::: RAW DATA

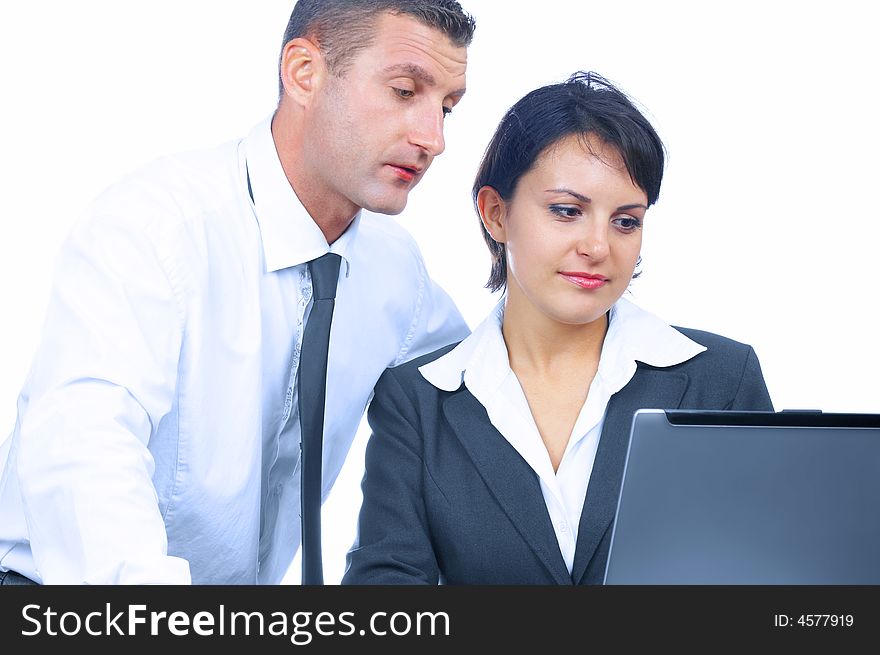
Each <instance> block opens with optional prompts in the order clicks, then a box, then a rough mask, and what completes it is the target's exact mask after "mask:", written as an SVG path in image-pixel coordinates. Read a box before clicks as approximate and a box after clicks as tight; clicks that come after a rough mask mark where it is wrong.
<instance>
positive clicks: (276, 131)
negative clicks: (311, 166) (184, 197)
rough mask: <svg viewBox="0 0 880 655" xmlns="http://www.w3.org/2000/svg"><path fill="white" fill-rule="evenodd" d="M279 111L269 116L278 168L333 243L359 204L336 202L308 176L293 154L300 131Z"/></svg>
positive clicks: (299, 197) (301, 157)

::::::

◆ **TASK REQUIREMENTS**:
Each line above that contains the word "mask" should be returned.

◆ **THE ANSWER**:
Each <instance> block opens with optional prompts in the order clicks, then a box, then a rough mask, and what completes it is the target's exact mask after "mask:", written as an SVG path in image-pixel coordinates. Read a box before clicks as approximate and a box after clicks as tight; clicks that come after a rough mask mark where it is wrong.
rough mask: <svg viewBox="0 0 880 655" xmlns="http://www.w3.org/2000/svg"><path fill="white" fill-rule="evenodd" d="M279 111L269 116L278 168L333 243L359 204L336 202L308 176L293 154L300 131Z"/></svg>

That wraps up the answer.